▸ **What you will do**:
Count the lines in the rows below that contain the string "metal", and reply with only that number.

Dataset rows showing where objects appear:
----

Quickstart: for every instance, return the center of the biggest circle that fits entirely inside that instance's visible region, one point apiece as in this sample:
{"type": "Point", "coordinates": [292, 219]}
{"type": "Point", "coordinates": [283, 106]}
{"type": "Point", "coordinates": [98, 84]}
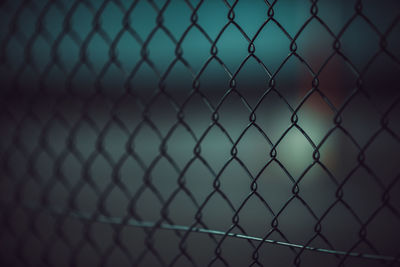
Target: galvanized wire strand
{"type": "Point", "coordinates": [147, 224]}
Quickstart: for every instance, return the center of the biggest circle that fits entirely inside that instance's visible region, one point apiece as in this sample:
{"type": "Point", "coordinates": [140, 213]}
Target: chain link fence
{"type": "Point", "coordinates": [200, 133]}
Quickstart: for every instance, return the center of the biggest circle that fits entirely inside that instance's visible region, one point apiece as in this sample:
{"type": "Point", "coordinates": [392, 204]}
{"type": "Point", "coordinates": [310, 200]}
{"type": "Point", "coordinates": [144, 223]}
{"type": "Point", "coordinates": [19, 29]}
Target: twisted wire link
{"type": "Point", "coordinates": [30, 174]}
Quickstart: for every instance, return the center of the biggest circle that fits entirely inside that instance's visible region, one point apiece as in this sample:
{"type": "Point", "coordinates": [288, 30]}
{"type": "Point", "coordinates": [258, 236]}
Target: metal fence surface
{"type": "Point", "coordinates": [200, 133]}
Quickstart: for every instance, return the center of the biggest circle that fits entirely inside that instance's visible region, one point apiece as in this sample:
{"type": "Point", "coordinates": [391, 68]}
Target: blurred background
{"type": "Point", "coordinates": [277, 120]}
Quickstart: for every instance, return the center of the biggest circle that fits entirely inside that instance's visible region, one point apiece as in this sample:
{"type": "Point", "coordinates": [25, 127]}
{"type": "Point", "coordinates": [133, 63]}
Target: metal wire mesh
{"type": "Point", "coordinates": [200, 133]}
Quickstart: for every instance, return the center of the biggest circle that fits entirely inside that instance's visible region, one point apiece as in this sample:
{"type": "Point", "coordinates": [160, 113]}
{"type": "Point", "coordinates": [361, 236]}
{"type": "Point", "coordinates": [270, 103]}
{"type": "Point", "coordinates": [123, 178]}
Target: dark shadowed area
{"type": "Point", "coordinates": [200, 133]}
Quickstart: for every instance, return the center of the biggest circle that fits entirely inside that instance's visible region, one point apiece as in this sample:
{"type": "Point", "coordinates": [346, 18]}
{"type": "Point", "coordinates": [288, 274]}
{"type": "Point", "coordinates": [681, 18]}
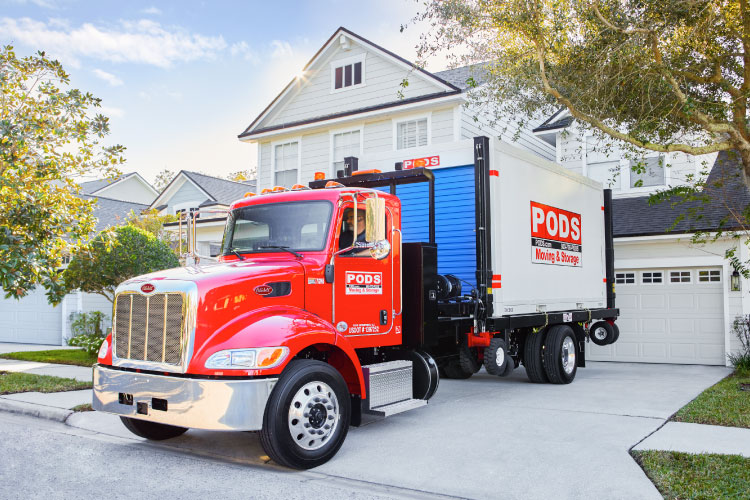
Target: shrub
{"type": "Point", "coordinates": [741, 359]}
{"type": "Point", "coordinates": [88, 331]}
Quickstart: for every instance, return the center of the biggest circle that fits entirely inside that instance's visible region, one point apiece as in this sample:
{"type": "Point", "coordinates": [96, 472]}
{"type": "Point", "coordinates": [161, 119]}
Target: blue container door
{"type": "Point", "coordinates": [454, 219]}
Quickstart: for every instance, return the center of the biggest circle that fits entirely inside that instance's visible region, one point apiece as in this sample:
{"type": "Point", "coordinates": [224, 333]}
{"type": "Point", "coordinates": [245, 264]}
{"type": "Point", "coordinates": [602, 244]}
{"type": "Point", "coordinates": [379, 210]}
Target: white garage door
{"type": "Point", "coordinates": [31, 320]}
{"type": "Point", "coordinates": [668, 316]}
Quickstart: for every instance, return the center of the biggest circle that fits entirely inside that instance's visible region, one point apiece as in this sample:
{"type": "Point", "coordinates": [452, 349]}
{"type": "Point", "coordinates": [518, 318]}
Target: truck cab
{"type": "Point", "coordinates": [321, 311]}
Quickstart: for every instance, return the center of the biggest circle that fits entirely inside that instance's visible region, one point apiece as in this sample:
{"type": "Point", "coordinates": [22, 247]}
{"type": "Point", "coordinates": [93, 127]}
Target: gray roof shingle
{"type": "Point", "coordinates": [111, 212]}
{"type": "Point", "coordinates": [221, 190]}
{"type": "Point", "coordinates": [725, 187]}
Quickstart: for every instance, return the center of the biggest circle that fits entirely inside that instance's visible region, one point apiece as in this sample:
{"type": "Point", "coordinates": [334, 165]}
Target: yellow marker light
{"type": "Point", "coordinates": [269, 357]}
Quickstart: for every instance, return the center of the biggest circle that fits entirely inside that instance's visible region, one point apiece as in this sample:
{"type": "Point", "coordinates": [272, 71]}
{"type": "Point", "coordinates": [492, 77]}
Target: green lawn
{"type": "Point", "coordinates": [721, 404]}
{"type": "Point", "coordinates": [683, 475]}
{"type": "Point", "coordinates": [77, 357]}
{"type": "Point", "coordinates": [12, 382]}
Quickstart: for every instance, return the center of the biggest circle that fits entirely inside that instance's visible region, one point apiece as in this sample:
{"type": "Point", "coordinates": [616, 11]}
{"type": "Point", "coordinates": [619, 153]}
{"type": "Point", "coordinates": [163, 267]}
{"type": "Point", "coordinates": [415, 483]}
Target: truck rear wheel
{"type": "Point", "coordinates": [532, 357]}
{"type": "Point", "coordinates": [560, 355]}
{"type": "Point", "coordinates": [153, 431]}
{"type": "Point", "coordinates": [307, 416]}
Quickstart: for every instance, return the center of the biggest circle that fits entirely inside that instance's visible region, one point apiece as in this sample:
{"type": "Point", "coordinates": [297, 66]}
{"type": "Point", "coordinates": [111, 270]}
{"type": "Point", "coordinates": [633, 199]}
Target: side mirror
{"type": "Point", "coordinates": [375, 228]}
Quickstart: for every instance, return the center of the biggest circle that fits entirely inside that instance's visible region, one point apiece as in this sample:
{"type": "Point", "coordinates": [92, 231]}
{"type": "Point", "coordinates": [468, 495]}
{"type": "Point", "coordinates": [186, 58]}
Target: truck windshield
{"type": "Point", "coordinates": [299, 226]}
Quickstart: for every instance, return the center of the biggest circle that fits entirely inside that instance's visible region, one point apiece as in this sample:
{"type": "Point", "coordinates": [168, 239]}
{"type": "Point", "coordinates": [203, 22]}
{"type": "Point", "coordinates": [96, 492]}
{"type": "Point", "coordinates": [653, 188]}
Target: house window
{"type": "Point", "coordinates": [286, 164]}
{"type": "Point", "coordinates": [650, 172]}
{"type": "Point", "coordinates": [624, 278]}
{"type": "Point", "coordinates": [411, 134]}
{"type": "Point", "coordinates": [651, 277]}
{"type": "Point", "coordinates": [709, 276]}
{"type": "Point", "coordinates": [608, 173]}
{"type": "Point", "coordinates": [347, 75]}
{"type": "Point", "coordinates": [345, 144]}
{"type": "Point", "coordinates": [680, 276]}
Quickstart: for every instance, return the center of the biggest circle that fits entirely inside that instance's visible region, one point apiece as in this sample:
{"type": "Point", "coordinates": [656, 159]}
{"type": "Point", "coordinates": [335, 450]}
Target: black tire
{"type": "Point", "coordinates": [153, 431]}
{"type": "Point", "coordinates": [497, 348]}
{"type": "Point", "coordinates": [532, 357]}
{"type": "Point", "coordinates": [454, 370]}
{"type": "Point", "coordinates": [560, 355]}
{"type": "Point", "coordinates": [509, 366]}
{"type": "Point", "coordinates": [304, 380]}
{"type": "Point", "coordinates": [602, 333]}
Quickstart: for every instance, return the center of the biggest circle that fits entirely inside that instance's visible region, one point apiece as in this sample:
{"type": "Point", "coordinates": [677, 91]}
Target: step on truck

----

▸ **Expected answer**:
2